Collected data

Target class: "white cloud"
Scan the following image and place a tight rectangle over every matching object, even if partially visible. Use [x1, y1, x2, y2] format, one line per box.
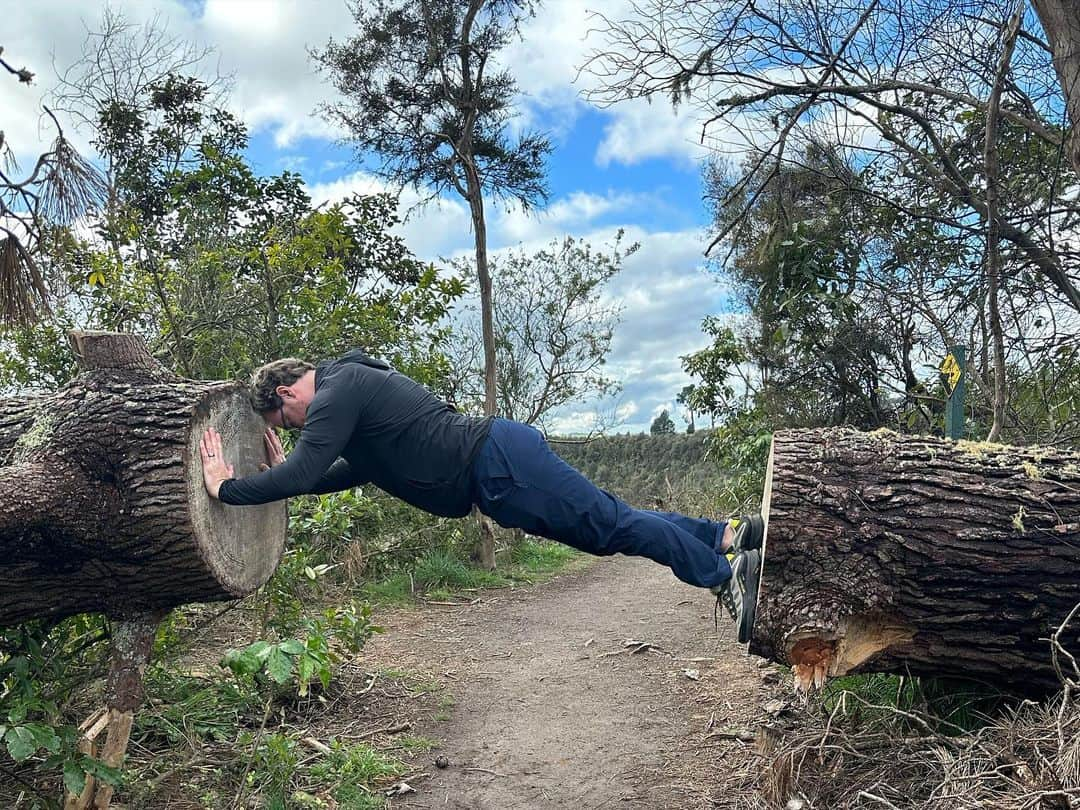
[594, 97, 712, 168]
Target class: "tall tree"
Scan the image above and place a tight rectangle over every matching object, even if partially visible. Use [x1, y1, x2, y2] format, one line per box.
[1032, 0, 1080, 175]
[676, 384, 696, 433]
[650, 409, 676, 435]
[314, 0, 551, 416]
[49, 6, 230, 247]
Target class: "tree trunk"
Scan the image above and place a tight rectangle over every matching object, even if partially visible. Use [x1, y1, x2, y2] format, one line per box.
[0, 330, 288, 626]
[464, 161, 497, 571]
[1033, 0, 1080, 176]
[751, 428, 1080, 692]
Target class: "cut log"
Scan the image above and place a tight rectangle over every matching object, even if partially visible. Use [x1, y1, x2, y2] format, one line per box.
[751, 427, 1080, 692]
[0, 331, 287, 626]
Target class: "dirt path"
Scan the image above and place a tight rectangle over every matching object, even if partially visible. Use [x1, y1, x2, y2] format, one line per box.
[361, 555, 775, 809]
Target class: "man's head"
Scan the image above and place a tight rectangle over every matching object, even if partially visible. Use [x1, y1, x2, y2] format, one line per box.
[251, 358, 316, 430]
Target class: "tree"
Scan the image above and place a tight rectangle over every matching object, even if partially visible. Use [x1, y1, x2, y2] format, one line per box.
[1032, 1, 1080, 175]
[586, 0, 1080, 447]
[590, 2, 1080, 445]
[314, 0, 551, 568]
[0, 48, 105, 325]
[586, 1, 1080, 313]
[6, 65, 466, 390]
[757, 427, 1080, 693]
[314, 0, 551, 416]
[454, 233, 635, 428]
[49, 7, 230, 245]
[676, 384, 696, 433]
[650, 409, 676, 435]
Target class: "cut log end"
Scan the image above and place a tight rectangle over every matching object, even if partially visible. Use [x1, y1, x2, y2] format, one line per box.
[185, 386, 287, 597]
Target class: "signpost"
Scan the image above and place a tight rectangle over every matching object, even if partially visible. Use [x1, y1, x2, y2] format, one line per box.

Prompt
Across all the entries, how many lines hold the string "class"? Only the number is needed.

Task response
9